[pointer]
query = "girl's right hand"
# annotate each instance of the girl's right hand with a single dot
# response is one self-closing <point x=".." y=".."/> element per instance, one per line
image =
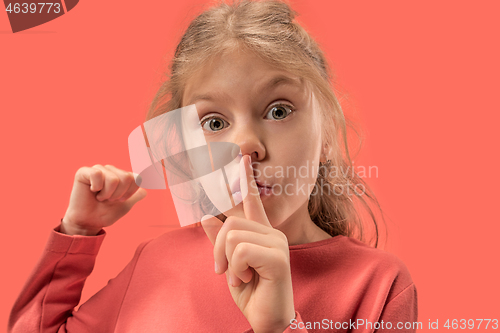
<point x="101" y="195"/>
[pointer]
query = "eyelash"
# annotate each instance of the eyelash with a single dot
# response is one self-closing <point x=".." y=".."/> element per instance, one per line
<point x="287" y="106"/>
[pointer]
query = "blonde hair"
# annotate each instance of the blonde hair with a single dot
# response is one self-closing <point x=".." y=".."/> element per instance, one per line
<point x="268" y="29"/>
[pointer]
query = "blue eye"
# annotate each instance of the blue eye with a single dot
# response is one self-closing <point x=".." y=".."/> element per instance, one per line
<point x="279" y="112"/>
<point x="215" y="124"/>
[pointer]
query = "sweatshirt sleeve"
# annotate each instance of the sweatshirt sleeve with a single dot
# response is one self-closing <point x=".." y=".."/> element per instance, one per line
<point x="401" y="312"/>
<point x="47" y="301"/>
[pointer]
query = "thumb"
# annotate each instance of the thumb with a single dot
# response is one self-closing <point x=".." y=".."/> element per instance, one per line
<point x="211" y="225"/>
<point x="137" y="196"/>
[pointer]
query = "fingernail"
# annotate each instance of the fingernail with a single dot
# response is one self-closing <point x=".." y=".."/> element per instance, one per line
<point x="138" y="178"/>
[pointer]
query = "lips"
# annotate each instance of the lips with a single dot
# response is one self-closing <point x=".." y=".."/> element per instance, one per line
<point x="261" y="185"/>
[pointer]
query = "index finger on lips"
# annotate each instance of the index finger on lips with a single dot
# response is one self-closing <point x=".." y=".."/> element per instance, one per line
<point x="233" y="223"/>
<point x="252" y="204"/>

• _WORK TO COMPLETE_: Retype all of the items above character for character, omitting the picture.

• _ANSWER TO THIS PROBLEM_:
[pointer]
query = "girl's right hand"
# annotate each instance of the girl's right hand with a single dot
# response is one self-closing <point x=".." y=".."/> element per instance, one per line
image =
<point x="101" y="195"/>
[pointer]
query = "eyelash"
# annotate each instance of the eyelash with a single dot
# response is one self-closing <point x=".." y=".."/> element per instance, one per line
<point x="287" y="106"/>
[pointer]
query = "blonde hair"
# annotate each instance of the blonde hair with a single dot
# response is one self-closing <point x=".." y=".."/> element per instance, one per line
<point x="268" y="29"/>
[pointer]
query = "blue eye"
# annotate each instance of the blue eye with a single dot
# response is one self-closing <point x=".." y=".."/> element per instance, one per line
<point x="279" y="112"/>
<point x="215" y="124"/>
[pointer]
query = "sweatshirt sleeve"
# annotate each instance of the sweatshirt sleeve with a single dot
# response is one self-closing <point x=".." y=".."/> element per instance, one per line
<point x="401" y="312"/>
<point x="47" y="301"/>
[pointer]
query = "thumb"
# annotate each instance of the thumb with a single dot
# response is one self-closing <point x=".." y=".."/> element per instance, one per line
<point x="211" y="225"/>
<point x="137" y="196"/>
[pointer]
query = "fingernail"
# annotate each instance of the fingernail with a single dot
# response is one self-closing <point x=".." y=".."/> element per instance, one per line
<point x="138" y="178"/>
[pointer]
query = "lips"
# annotate each instance of the lips with a single dot
# response is one self-closing <point x=".." y=".."/> element per instance, one per line
<point x="261" y="185"/>
[pointer]
query = "index finger on lips"
# annotate each instance of the index finger on lips with a single dot
# response is one self-closing <point x=".." y=".."/> element per instance, one per line
<point x="233" y="223"/>
<point x="252" y="204"/>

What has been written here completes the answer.